JOB:
Return every line in the records that contains the word "light".

Labeled-object pointing lines
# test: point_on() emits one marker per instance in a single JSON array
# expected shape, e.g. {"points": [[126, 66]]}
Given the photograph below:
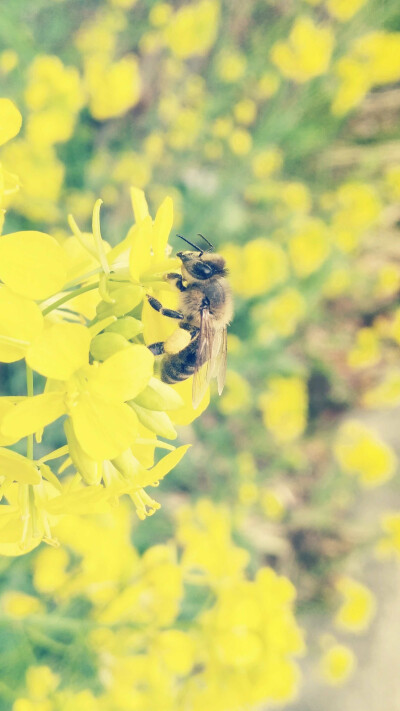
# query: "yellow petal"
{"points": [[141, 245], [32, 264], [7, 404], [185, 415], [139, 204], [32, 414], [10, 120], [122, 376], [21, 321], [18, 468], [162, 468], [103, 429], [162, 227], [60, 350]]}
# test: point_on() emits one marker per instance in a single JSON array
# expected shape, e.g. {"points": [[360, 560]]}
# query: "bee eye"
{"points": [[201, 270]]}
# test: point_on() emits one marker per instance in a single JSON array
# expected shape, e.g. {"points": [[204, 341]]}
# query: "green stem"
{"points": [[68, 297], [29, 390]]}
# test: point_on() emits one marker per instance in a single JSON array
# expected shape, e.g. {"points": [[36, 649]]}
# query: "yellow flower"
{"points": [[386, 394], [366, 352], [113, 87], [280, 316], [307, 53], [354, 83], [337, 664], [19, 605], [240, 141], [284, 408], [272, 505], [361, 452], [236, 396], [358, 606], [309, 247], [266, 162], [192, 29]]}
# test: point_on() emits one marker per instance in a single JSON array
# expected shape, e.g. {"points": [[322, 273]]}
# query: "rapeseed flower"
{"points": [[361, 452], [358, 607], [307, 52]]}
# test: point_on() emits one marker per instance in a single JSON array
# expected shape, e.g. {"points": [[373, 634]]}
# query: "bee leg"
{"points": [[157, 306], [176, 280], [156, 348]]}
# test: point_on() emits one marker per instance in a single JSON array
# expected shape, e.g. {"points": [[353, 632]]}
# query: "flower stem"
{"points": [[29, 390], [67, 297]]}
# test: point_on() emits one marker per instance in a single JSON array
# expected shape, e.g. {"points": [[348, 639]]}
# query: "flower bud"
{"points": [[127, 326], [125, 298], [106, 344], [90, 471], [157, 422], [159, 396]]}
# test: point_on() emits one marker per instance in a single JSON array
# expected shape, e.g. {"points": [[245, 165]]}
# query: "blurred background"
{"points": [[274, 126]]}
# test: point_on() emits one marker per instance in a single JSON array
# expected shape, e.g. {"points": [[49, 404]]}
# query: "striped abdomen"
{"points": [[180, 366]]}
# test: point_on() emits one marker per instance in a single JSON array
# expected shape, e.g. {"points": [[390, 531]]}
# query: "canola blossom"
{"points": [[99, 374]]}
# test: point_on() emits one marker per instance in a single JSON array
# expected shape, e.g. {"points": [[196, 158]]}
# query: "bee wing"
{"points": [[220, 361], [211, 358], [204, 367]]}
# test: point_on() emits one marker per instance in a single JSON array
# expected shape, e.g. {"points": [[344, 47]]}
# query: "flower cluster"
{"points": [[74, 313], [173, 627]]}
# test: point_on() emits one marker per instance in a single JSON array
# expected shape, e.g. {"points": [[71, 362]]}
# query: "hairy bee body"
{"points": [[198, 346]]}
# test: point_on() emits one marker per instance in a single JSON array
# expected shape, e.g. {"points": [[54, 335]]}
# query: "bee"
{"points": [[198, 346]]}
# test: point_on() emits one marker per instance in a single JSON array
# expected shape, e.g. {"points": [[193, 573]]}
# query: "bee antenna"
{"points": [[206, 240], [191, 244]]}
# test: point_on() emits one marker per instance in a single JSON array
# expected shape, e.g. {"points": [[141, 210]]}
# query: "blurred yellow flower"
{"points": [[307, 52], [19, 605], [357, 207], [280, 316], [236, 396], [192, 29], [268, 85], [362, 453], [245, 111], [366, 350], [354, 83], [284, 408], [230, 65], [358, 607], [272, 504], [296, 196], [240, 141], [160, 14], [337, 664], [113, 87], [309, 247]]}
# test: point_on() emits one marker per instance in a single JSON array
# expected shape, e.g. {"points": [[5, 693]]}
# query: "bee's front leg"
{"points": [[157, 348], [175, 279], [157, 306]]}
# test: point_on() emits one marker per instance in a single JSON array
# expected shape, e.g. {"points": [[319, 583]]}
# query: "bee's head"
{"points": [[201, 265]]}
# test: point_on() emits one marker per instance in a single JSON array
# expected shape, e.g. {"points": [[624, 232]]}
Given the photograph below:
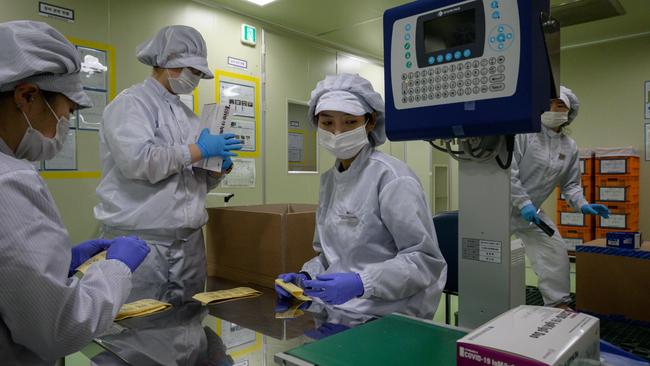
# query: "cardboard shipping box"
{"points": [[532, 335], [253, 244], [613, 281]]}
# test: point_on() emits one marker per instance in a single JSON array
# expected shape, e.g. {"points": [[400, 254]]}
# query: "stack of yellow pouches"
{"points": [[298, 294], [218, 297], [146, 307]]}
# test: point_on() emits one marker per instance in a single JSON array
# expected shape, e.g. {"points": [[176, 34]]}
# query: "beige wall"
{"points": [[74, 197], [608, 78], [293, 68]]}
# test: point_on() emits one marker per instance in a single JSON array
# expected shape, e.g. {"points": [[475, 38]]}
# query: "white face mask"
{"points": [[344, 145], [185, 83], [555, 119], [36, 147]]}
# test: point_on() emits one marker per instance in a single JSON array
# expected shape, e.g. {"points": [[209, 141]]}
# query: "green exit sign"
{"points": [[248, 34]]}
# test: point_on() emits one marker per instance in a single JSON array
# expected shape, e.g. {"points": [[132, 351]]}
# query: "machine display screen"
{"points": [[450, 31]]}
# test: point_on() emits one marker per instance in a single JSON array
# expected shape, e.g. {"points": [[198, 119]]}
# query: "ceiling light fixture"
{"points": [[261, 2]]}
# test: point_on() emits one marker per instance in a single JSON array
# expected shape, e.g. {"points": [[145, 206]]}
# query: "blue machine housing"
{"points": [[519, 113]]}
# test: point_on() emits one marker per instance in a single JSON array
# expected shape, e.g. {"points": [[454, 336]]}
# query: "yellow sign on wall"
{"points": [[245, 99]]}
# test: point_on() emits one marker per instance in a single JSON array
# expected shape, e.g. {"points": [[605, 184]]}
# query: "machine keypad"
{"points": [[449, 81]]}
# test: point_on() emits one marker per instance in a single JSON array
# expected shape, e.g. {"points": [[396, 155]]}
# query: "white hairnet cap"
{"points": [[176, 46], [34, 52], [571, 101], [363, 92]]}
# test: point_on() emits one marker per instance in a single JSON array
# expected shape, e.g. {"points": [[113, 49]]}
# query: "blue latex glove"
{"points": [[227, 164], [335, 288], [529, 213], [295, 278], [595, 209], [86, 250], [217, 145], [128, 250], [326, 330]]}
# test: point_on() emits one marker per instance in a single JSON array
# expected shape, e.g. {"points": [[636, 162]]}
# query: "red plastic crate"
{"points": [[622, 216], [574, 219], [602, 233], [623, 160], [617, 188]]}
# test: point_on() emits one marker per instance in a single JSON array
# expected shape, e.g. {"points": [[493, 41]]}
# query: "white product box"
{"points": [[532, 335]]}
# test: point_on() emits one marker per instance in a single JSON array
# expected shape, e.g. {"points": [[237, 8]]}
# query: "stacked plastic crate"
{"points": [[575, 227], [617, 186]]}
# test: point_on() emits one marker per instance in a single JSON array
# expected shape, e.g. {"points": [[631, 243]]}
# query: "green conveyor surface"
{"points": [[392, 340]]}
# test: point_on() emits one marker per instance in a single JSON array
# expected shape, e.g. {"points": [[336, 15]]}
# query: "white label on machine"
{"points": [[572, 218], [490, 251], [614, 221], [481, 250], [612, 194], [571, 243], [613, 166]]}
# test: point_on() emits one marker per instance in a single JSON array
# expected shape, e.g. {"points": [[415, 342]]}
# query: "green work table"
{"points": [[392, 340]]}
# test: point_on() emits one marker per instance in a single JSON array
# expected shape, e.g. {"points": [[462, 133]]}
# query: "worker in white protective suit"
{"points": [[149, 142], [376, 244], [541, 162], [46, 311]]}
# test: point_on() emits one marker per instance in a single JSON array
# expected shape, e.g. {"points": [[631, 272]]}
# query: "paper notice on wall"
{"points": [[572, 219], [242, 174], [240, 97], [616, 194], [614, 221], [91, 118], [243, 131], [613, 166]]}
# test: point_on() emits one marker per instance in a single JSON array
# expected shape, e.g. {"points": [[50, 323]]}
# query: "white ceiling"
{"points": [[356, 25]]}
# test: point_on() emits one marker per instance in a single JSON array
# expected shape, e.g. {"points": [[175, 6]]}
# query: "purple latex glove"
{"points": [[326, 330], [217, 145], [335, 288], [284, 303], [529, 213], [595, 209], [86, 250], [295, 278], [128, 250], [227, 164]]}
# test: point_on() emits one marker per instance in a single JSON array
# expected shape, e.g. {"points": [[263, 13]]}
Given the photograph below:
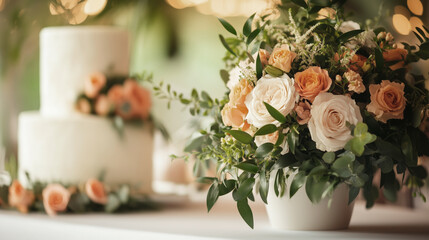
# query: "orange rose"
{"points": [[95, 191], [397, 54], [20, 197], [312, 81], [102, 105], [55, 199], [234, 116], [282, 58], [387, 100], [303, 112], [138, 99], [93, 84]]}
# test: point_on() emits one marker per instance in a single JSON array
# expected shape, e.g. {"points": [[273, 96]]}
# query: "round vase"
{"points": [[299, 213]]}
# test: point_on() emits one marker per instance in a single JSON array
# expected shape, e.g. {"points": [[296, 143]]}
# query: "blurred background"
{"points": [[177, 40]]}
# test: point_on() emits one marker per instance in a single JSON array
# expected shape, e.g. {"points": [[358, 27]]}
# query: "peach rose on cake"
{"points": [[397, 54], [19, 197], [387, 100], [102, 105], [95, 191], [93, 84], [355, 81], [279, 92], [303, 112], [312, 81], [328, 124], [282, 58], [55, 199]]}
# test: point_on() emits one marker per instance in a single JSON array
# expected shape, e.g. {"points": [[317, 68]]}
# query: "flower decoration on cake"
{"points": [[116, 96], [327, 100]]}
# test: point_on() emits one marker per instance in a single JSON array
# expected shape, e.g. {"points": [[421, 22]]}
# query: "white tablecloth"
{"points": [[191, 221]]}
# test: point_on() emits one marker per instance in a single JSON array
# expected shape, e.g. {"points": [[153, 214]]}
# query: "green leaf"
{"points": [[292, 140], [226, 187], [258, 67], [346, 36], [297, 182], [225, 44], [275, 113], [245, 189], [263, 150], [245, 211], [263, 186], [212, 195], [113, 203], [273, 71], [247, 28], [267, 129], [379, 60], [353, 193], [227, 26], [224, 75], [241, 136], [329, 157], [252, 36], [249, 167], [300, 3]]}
==
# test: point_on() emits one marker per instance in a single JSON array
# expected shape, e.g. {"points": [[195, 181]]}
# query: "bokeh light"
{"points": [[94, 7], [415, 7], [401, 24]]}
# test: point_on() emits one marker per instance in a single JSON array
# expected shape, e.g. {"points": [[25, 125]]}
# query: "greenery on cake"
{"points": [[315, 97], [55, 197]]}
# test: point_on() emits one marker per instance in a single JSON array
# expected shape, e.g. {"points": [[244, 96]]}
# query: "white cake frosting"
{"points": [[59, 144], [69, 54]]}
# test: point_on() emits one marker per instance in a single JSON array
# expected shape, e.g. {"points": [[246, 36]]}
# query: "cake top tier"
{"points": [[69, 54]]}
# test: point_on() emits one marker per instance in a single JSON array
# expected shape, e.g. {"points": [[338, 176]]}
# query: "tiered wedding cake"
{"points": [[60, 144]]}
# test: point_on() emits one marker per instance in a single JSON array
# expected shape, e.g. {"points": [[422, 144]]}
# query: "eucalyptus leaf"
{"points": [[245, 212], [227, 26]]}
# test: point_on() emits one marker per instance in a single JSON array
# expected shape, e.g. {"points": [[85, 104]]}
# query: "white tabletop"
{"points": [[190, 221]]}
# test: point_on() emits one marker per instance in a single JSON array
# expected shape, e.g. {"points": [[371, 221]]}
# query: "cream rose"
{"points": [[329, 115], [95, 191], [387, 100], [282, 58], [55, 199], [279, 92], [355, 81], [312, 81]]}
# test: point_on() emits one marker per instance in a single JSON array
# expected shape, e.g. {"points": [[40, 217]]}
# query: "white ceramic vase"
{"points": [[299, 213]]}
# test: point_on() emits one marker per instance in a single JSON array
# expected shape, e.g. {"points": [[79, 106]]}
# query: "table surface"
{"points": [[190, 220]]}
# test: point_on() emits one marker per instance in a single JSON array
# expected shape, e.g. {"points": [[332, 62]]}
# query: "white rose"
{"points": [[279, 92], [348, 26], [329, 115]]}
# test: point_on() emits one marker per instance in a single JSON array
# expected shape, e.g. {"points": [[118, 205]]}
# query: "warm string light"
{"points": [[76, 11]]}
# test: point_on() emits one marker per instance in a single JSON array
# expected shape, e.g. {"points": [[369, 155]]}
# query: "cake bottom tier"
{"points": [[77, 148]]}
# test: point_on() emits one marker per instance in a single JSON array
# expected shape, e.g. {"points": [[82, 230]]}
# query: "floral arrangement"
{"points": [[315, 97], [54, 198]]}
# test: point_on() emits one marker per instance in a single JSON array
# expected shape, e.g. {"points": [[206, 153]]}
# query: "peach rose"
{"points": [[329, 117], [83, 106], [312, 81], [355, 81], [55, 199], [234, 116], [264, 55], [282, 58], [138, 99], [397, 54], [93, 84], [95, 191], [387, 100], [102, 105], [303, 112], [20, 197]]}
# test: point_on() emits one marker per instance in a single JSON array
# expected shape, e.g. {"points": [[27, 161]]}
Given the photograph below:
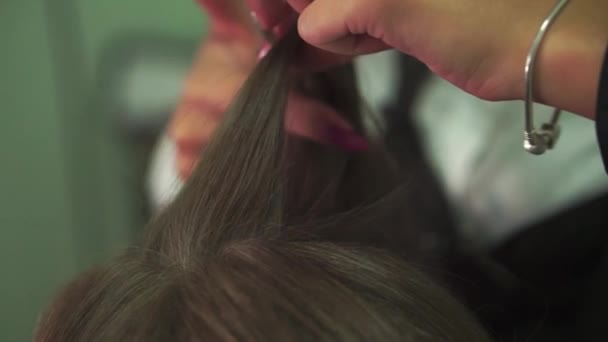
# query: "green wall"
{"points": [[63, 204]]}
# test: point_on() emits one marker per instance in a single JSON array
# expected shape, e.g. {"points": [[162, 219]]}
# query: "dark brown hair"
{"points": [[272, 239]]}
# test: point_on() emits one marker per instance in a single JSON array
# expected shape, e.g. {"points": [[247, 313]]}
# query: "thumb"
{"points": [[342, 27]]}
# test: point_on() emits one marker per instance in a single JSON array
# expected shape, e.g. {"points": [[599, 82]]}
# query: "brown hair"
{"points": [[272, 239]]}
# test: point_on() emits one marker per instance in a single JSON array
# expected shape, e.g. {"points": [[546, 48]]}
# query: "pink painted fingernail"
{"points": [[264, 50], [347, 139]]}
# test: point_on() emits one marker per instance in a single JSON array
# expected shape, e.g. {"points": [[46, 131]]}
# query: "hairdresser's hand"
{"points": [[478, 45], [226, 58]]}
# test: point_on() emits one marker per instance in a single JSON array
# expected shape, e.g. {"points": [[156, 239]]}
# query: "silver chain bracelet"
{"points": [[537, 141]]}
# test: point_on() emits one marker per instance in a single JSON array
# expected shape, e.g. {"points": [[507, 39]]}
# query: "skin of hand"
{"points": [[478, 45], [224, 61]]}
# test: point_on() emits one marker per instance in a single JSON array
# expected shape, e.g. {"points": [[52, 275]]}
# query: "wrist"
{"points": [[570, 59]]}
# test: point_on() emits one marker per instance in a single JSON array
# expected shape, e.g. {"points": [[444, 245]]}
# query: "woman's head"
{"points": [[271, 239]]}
...
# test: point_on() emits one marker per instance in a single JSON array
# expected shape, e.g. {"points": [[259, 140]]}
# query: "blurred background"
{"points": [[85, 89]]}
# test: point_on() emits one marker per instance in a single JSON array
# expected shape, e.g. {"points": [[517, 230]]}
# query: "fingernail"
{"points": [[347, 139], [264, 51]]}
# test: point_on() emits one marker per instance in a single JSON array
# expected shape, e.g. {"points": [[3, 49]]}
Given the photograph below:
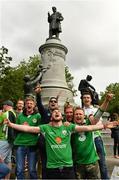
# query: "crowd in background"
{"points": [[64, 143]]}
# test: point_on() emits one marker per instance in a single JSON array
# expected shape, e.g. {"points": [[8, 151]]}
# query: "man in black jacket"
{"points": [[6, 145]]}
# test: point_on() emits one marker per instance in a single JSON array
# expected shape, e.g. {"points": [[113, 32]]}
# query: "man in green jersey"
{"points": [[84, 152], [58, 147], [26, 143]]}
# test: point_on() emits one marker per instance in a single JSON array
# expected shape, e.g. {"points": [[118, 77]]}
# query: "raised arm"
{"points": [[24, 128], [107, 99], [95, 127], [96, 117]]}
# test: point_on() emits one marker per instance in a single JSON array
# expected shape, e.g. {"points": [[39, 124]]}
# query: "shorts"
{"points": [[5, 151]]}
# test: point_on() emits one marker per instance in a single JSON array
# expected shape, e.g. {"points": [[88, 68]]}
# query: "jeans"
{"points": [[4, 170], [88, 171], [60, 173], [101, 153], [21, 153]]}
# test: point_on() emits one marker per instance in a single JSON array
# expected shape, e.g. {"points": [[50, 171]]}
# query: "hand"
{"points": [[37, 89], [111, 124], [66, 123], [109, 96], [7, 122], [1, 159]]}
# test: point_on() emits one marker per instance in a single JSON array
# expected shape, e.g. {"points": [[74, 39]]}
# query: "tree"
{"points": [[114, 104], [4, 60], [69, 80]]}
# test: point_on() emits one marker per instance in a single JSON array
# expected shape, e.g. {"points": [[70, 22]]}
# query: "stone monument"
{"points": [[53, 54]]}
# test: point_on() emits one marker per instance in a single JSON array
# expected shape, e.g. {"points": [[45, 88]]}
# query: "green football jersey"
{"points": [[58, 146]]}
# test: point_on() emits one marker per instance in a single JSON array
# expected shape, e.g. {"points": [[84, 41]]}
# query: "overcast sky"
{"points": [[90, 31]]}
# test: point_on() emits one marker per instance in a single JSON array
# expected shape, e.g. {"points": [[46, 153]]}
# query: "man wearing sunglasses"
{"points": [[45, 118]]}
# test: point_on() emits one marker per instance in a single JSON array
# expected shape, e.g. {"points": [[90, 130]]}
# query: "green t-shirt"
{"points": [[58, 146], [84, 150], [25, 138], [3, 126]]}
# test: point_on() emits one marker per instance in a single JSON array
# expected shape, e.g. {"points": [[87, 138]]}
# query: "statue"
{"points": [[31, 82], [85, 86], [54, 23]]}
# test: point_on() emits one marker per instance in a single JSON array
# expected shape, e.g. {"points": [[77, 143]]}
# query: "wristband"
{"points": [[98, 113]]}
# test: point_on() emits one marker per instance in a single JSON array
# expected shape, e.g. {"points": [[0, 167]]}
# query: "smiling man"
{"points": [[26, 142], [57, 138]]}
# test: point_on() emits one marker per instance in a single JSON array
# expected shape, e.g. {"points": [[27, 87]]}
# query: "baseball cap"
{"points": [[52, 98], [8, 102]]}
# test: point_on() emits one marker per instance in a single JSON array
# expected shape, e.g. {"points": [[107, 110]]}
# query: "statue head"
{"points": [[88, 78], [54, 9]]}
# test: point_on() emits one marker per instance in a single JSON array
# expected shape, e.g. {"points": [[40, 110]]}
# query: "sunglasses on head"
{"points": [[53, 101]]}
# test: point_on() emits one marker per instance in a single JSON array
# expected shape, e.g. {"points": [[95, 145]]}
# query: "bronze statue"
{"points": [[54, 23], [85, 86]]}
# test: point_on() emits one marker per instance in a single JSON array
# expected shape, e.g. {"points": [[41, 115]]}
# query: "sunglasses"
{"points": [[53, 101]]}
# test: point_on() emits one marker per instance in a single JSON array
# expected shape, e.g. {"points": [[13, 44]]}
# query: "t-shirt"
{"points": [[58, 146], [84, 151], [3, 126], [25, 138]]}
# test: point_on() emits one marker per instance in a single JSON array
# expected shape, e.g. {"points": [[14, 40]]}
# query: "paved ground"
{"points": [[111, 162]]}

RESULT BELOW:
# query: "ceiling light fixture"
# query: "bokeh light"
# query: "warm string light"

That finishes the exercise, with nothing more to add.